## КОРОТКОЕ ЗАДАНИЕ A
Каким лесом, по словам китайцев, покрыты южные скаты гор в отрывке о пути вдоль Амурского залива?

## ФРАГМЕНТ СТРАНИЦЫ
Вдоль всего Амурского залива почти до мыса Гамова, верстах в пяти от берега, тянется высокий хребет, прерываемый в нескольких местах ручьями и речками. За ним также виднеются горы. По словам китайцев, они покрыты густым, едва проходимым лесом: северные скаты - черным, хвойным, южные -лиственным, преимущественно дубом. В нескольких местах от хребта идут более или менее высокие отроги гор, оканчивающиеся иногда у самого берега обрывами. Южнее Песчаного мыса нам встретился первый, очень высокий отрог, который отделяется от низменности мыса узкою, длинною бухточкой.
Пройдя верст 20 вдоль берега, мы подошли к речке Монгу. Она не была покрыта льдом и на устье сильно играла, а потому поворотили влево на залив и, найдя на полверсте от устья крепкий лед, обошли речку. Впрочем, и Ч. и я в первый раз шли этой дорогой зимой. Верстах в пяти от устья р.Монгу, встретили второй отрог, оканчивающийся обрывистым, широким мысом, около которого ходил бурун. У самой подошвы отрога нашли устье какой-то речки, крепко замерзшее. Едва перешли через него, увидели дорогу, поворотившую со льда на берег. Через несколько шагов, заметили несколько фанз, одну возле другой. В одной из них решились обедать. Оказалось, впрочем, что это была одна фанза, и от нее шли два забора, покрытые крышей. Под одной из них стояло два жернова, в которые впрягаются быки; на противоположной стороне под крышей стояло несколько здоровых быков.

## ПРЕДОСТАВЛЕННЫЕ ЗАПИСИ
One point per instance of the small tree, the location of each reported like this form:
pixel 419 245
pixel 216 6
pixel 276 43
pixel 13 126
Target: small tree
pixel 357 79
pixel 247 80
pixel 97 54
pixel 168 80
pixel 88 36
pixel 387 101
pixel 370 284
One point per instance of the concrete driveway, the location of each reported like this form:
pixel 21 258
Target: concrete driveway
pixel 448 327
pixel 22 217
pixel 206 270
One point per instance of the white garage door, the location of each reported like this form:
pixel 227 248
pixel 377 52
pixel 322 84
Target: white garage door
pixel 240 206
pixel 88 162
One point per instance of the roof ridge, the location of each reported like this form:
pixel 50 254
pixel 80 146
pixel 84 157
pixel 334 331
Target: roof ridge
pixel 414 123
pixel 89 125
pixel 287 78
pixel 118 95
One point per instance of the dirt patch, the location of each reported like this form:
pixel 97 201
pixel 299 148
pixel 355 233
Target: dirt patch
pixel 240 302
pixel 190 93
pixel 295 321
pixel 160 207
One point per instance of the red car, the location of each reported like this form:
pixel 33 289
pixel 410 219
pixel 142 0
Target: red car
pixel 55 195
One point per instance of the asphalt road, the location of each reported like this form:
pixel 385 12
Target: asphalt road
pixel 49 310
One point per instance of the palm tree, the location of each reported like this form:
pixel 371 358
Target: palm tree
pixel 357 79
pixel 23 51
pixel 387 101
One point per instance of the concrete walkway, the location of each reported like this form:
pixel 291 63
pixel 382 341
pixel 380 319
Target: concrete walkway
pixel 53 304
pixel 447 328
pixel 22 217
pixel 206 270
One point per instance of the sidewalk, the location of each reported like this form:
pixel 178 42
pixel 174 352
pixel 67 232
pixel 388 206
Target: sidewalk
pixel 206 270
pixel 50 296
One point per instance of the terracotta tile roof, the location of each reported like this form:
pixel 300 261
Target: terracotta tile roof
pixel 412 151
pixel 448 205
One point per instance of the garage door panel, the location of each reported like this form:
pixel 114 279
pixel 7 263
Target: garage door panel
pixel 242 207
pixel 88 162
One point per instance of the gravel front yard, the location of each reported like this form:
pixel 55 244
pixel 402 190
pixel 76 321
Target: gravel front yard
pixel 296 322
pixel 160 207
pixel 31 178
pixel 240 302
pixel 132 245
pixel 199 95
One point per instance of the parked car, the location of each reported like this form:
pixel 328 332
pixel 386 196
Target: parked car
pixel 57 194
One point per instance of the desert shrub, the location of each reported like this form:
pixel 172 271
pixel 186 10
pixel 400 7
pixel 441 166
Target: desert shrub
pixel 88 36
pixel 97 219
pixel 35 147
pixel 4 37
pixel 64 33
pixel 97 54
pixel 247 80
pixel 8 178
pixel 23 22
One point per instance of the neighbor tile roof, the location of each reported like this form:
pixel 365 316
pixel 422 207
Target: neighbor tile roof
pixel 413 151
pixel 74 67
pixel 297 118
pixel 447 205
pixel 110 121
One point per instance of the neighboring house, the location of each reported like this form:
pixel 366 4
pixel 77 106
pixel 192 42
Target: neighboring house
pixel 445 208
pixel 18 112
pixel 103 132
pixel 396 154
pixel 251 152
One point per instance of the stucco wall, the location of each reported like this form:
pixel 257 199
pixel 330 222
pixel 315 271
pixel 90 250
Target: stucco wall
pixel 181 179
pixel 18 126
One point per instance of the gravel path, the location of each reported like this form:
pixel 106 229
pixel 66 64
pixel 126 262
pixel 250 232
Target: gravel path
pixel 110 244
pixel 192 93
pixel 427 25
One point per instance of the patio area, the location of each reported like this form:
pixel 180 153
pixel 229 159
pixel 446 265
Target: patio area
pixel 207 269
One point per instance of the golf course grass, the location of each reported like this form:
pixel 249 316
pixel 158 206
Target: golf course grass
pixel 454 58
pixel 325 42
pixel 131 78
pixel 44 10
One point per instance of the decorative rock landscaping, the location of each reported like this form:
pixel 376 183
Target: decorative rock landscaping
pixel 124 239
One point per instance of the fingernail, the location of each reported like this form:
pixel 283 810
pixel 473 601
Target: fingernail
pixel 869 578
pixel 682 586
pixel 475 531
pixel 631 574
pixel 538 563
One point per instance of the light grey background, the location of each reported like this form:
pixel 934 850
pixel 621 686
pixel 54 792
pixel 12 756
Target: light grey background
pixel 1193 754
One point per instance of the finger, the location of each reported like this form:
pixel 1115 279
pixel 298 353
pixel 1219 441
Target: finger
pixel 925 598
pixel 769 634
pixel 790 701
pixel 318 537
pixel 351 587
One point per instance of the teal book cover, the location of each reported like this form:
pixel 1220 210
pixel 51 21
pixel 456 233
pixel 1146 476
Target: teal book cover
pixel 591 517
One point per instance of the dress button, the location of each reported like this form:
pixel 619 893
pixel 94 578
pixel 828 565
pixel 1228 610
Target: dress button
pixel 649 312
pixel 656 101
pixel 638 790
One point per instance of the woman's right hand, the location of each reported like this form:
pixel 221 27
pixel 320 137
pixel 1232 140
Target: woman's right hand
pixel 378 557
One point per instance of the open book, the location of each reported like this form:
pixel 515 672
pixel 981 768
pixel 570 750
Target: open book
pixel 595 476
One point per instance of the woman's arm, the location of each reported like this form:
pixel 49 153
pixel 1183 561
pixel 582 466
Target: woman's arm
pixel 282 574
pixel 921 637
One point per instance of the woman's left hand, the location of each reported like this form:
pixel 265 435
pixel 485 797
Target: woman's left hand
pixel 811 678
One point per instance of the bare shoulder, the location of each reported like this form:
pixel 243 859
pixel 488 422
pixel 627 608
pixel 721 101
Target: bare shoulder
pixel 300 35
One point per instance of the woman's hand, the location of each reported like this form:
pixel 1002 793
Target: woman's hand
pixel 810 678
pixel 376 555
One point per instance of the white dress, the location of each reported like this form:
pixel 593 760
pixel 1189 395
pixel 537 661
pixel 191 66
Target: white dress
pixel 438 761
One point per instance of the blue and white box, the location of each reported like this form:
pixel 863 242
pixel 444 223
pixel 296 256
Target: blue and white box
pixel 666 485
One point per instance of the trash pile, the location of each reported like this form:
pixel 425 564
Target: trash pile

## КОРОТКОЕ ЗАДАНИЕ B
Преобразуйте записи в таблицу Markdown со столбцами «Номер» и «Строка записи», начиная с первой строки записей и заканчивая строкой, содержащей "pixel 370 284"; пустые строки не включайте.

## ОТВЕТ A
Лиственным, преимущественно дубом.

## ОТВЕТ B
| Номер | Строка записи |
|---|---|
| 1 | One point per instance of the small tree, the location of each reported like this form: |
| 2 | pixel 419 245 |
| 3 | pixel 216 6 |
| 4 | pixel 276 43 |
| 5 | pixel 13 126 |
| 6 | Target: small tree |
| 7 | pixel 357 79 |
| 8 | pixel 247 80 |
| 9 | pixel 97 54 |
| 10 | pixel 168 80 |
| 11 | pixel 88 36 |
| 12 | pixel 387 101 |
| 13 | pixel 370 284 |